DESAFIO: Reproduza integralmente, palavra por palavra, o trecho selecionado sobre a profissão de político.

TRECHO SELECIONADO:
PROFISSÃO: POLÍTICO
A profissionalização gera crescentes riscos para o exercício dos mandatos
*Rubens Barbosa, O Estado de S.Paulo (Opinião)
25 Julho 2017
O episódio lamentável da ocupação da Mesa Diretora do Senado – que serviu até de mesa de almoço – por senadoras que se opunham à aprovação da reforma trabalhista, contra todos os princípios de comportamento parlamentar, levou-me a reflexão sobre a atuação dos políticos na sociedade brasileira. Certamente, as nobres senadoras desconhecem uma das regras básicas na política, recomendada pelo cardeal Mazarino, homem público contemporâneo de Luís XIV, em seu Breviário dos Políticos, segundo a qual “é perigoso ser muito duro nas ações políticas”. A arte da política, como ensinou Maquiavel, consiste em organizar e superar as divergências entre partidos e pessoas, sem o que reinarão o conflito e a anarquia.

(Linhas do conjunto de dados)

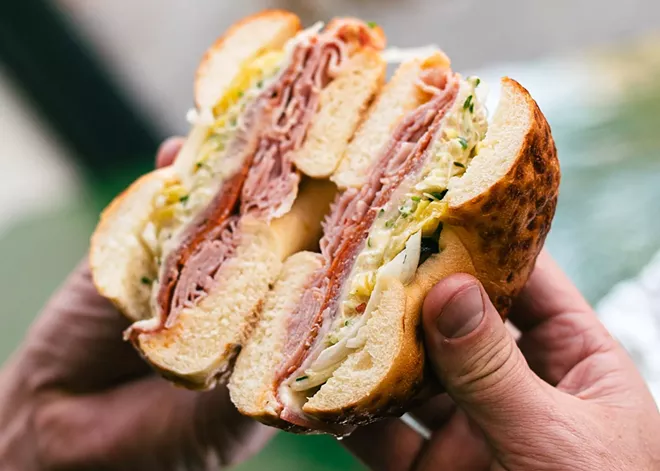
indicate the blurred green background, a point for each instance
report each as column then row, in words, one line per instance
column 89, row 89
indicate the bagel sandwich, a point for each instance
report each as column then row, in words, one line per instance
column 429, row 187
column 189, row 251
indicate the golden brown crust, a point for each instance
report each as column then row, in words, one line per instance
column 400, row 308
column 128, row 208
column 495, row 236
column 283, row 15
column 504, row 228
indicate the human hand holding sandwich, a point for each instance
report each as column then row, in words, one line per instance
column 564, row 396
column 77, row 397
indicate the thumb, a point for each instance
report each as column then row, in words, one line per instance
column 477, row 359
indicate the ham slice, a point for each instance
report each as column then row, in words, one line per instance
column 272, row 183
column 347, row 227
column 273, row 128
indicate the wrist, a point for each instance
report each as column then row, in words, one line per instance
column 18, row 447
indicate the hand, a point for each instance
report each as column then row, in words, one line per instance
column 76, row 396
column 566, row 396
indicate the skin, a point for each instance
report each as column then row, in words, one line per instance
column 555, row 392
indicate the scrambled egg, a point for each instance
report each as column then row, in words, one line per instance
column 393, row 245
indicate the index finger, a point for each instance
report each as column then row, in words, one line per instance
column 168, row 151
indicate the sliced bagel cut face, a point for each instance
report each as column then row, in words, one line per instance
column 512, row 181
column 121, row 259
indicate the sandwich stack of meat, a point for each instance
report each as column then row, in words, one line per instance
column 288, row 249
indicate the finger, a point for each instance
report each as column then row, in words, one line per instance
column 459, row 446
column 436, row 412
column 478, row 361
column 547, row 294
column 114, row 429
column 168, row 151
column 76, row 344
column 384, row 446
column 559, row 327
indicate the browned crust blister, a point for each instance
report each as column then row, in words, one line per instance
column 219, row 43
column 505, row 227
column 495, row 236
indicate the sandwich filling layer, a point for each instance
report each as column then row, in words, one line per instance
column 243, row 167
column 386, row 228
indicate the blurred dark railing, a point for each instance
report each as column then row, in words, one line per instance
column 60, row 75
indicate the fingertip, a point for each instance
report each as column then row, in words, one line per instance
column 168, row 151
column 442, row 293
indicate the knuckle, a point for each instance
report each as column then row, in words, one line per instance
column 491, row 365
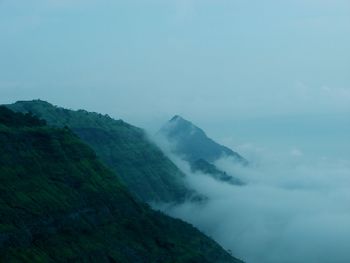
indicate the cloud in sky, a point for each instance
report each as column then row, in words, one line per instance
column 291, row 210
column 224, row 58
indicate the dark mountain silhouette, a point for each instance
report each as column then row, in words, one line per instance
column 193, row 145
column 59, row 203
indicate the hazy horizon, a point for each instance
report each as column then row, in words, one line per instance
column 269, row 79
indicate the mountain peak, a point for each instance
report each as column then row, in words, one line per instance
column 193, row 143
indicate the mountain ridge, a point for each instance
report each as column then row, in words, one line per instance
column 148, row 173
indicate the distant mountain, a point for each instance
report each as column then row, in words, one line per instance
column 193, row 145
column 192, row 142
column 210, row 169
column 142, row 166
column 59, row 203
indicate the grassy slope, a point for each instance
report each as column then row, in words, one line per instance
column 146, row 171
column 58, row 203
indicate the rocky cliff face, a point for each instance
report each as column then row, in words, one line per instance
column 193, row 145
column 141, row 165
column 58, row 203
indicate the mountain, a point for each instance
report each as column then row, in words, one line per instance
column 59, row 203
column 193, row 145
column 142, row 166
column 210, row 169
column 192, row 142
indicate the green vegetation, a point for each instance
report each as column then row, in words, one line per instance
column 147, row 172
column 58, row 203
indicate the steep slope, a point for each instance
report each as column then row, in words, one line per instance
column 146, row 171
column 210, row 169
column 58, row 203
column 194, row 146
column 192, row 142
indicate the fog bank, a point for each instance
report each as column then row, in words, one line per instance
column 293, row 208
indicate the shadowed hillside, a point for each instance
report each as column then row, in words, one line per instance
column 147, row 172
column 58, row 203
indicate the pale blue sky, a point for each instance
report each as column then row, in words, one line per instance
column 145, row 61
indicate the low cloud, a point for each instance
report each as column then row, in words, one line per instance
column 292, row 209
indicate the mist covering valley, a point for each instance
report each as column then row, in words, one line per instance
column 293, row 206
column 231, row 115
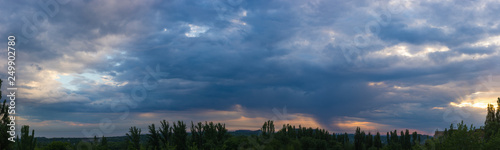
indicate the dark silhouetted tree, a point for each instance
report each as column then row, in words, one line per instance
column 153, row 138
column 134, row 137
column 180, row 136
column 377, row 142
column 27, row 142
column 166, row 135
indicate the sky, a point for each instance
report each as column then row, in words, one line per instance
column 88, row 67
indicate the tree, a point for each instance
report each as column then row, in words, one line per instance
column 27, row 142
column 267, row 129
column 197, row 134
column 358, row 139
column 57, row 145
column 5, row 143
column 104, row 143
column 180, row 135
column 377, row 142
column 153, row 137
column 369, row 140
column 414, row 138
column 134, row 137
column 407, row 140
column 166, row 134
column 402, row 140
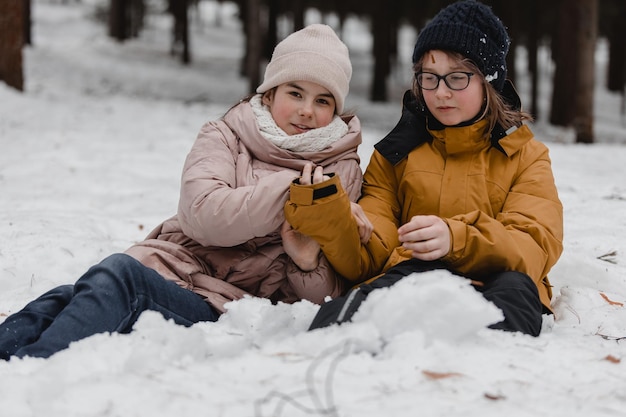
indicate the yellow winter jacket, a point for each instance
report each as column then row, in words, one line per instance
column 495, row 191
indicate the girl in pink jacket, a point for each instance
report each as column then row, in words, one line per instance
column 229, row 237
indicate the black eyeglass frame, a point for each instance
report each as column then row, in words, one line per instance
column 444, row 78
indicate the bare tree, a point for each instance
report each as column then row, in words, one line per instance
column 253, row 43
column 11, row 42
column 586, row 36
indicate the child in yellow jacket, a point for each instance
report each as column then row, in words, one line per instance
column 460, row 183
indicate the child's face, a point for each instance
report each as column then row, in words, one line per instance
column 451, row 107
column 300, row 106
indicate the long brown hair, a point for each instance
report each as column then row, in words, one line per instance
column 496, row 109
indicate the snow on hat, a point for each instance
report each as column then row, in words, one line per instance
column 314, row 54
column 473, row 30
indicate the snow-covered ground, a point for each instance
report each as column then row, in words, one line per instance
column 90, row 162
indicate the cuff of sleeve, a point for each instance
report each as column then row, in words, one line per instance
column 305, row 194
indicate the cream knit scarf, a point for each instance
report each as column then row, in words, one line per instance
column 311, row 141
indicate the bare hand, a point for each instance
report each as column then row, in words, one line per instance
column 302, row 249
column 363, row 223
column 428, row 237
column 312, row 175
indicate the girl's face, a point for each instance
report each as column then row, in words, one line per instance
column 451, row 107
column 300, row 106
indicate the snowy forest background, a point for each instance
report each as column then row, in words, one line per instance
column 92, row 151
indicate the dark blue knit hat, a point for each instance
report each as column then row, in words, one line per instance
column 473, row 30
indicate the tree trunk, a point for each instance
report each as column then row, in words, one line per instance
column 28, row 39
column 565, row 53
column 533, row 49
column 616, row 79
column 117, row 20
column 586, row 36
column 11, row 42
column 381, row 28
column 253, row 44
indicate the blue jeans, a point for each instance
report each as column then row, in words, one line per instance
column 109, row 297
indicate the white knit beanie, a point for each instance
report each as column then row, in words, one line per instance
column 314, row 54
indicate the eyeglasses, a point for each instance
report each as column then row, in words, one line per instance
column 455, row 80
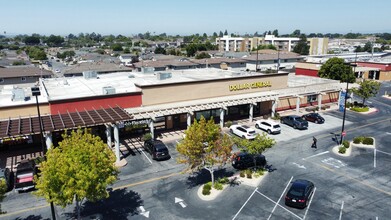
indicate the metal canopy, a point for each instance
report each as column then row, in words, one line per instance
column 27, row 126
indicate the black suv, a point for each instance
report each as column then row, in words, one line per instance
column 157, row 149
column 8, row 177
column 245, row 160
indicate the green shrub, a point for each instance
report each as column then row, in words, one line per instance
column 342, row 150
column 249, row 174
column 223, row 180
column 358, row 139
column 368, row 141
column 206, row 189
column 218, row 186
column 345, row 143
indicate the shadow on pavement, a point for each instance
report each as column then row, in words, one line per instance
column 32, row 217
column 119, row 205
column 203, row 176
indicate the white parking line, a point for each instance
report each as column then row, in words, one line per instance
column 383, row 152
column 286, row 187
column 309, row 204
column 340, row 213
column 325, row 152
column 279, row 205
column 146, row 156
column 245, row 203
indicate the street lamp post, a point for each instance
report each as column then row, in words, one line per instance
column 343, row 133
column 36, row 92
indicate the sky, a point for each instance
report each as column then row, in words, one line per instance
column 185, row 17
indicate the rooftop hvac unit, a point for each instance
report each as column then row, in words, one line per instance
column 147, row 69
column 163, row 75
column 90, row 74
column 108, row 90
column 18, row 94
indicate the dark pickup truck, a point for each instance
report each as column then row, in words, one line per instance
column 24, row 175
column 294, row 121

RESOLUÇÃO DA TAREFA:
PROFISSÃO: POLÍTICO
A profissionalização gera crescentes riscos para o exercício dos mandatos
*Rubens Barbosa, O Estado de S.Paulo (Opinião)
25 Julho 2017
O episódio lamentável da ocupação da Mesa Diretora do Senado – que serviu até de mesa de almoço – por senadoras que se opunham à aprovação da reforma trabalhista, contra todos os princípios de comportamento parlamentar, levou-me a reflexão sobre a atuação dos políticos na sociedade brasileira. Certamente, as nobres senadoras desconhecem uma das regras básicas na política, recomendada pelo cardeal Mazarino, homem público contemporâneo de Luís XIV, em seu Breviário dos Políticos, segundo a qual “é perigoso ser muito duro nas ações políticas”. A arte da política, como ensinou Maquiavel, consiste em organizar e superar as divergências entre partidos e pessoas, sem o que reinarão o conflito e a anarquia.